━━ DOCUMENT PASSAGE ━━

If we’re hired for said wedding, we need to take our role into consideration. Are we being paid to plan the ceremony and reception? Design the look? Or merely coordinate, implement, and oversee what the happy couple have planned themselves?

And What We Can Do About It

If it’s the latter, we can step back and do what the couple has hired us to do. Or decline the job if the tradition/décor idea in question is really that bothersome.

On the other hand, if it’s for planning and/or designing – we have the opportunity to not “bury” the tradition, but instead offer up new ways to achieving the look, feel, style, and formality that the couple wants for their wedding day.

Whose Wedding Is It Anyway?

Well, it’s certainly not my wedding. (That took place in 1988. Yes, over 30 years ago – beautiful sunny fall day. . .).

And it’s not your wedding.

It is the wedding of the couple who is getting married.

So we have options.

1. Provide what the client wants – precisely they way they’ve described what they’re thinking of.

━━━
━━ RECORD SET ━━

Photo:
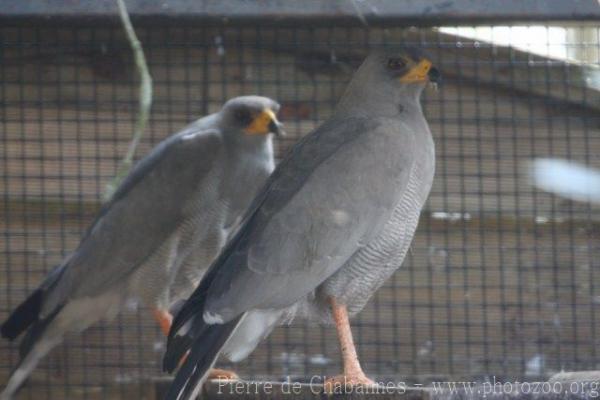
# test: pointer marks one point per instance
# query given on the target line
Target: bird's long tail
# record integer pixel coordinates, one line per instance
(38, 342)
(207, 344)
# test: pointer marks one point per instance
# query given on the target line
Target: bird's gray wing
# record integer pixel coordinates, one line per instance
(144, 211)
(329, 197)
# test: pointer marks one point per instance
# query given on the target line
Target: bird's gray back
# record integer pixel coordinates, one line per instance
(373, 264)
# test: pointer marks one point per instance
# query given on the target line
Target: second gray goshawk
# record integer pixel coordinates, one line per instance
(159, 232)
(333, 222)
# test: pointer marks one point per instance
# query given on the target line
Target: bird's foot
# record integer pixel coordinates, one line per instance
(222, 375)
(344, 383)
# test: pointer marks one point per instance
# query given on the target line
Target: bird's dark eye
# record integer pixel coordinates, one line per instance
(396, 64)
(243, 116)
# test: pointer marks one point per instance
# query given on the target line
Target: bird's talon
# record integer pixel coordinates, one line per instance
(343, 383)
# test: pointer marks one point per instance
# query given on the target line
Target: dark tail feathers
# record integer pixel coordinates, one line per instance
(203, 354)
(25, 315)
(28, 312)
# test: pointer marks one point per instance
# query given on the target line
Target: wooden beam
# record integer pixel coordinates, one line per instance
(353, 12)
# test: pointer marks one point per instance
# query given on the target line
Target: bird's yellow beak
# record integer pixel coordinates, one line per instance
(264, 123)
(418, 73)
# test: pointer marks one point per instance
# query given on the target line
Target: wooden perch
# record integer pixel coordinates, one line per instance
(145, 102)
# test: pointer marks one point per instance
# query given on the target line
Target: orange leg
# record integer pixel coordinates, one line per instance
(353, 373)
(165, 319)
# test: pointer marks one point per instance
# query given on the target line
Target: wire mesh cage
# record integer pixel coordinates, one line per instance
(501, 278)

━━━

__WHAT YOU SHOULD DO__
Repeat the stretch of the wedding-planning passage from "If it’s the" through "their wedding day.", word for word. The material comes from a separate source and has no connection to the wedding-planning passage.

__EXERCISE RESPONSE__
If it’s the latter, we can step back and do what the couple has hired us to do. Or decline the job if the tradition/décor idea in question is really that bothersome.

On the other hand, if it’s for planning and/or designing – we have the opportunity to not “bury” the tradition, but instead offer up new ways to achieving the look, feel, style, and formality that the couple wants for their wedding day.